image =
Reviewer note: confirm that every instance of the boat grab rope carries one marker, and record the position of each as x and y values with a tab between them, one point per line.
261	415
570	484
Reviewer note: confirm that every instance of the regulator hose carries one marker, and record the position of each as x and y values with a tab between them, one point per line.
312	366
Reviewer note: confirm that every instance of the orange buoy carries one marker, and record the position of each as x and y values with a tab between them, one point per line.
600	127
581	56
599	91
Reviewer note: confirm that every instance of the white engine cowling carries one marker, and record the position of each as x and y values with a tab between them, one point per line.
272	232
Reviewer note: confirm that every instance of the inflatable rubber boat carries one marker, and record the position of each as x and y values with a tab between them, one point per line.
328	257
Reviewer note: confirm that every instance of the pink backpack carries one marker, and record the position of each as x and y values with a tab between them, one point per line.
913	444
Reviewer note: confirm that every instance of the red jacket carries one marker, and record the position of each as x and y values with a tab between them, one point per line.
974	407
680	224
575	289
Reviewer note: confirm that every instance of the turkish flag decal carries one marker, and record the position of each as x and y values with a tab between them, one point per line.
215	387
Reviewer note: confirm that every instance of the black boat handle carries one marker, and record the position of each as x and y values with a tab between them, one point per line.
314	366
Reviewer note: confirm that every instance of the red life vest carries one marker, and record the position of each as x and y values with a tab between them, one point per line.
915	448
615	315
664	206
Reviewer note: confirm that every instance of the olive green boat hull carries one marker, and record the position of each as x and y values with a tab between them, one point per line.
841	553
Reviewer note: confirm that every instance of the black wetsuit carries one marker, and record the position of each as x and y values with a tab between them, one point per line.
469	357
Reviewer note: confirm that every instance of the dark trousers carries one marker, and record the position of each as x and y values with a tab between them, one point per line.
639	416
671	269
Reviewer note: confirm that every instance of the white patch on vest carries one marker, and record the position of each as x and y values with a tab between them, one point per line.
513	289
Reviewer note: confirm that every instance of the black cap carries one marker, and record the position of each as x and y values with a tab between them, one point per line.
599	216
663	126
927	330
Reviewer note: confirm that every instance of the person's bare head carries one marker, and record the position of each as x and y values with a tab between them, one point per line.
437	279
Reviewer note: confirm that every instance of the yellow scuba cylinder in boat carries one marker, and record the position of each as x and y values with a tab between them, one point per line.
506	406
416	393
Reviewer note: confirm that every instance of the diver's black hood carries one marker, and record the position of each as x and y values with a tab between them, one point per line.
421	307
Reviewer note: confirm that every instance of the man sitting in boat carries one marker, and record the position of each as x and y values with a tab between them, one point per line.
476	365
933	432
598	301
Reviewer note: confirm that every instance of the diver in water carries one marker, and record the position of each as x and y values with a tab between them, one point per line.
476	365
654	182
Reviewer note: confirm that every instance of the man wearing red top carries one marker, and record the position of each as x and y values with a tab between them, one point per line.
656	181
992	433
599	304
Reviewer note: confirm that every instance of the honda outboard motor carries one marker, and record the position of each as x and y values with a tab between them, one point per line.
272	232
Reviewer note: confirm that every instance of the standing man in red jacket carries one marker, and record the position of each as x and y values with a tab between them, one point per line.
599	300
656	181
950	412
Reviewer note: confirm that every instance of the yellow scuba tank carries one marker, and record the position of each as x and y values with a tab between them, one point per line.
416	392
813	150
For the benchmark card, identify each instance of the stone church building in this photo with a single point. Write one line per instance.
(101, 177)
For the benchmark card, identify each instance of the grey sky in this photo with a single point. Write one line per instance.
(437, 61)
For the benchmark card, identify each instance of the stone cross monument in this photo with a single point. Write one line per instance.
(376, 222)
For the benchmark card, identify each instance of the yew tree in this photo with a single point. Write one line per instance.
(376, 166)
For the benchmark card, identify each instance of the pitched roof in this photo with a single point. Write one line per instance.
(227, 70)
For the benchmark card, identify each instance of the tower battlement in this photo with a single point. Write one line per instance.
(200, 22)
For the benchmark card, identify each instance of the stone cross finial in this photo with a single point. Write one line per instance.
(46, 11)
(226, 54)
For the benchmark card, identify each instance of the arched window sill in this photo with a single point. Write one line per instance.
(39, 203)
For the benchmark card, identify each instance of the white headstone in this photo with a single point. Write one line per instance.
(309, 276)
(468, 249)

- - -

• [What is expected]:
Extract, verbatim, the lines from the one containing "For the benchmark card, identify each instance of the tower" through the last line of the listing above.

• [Written solution]:
For the benchmark card, identify each instance of the tower battlement in this photo with a single point. Write one line per instance.
(200, 22)
For the benchmark card, identify each instance of the stone cross finial in this photo with a single point. Write one line per instance.
(46, 11)
(226, 54)
For the benchmark card, identify each instance of the arched window sill in this photo with a single point. Write one line per instance.
(39, 203)
For the benchmark card, identify each instance of the white headstone in this photo with a single point. Write one line per instance.
(309, 276)
(468, 249)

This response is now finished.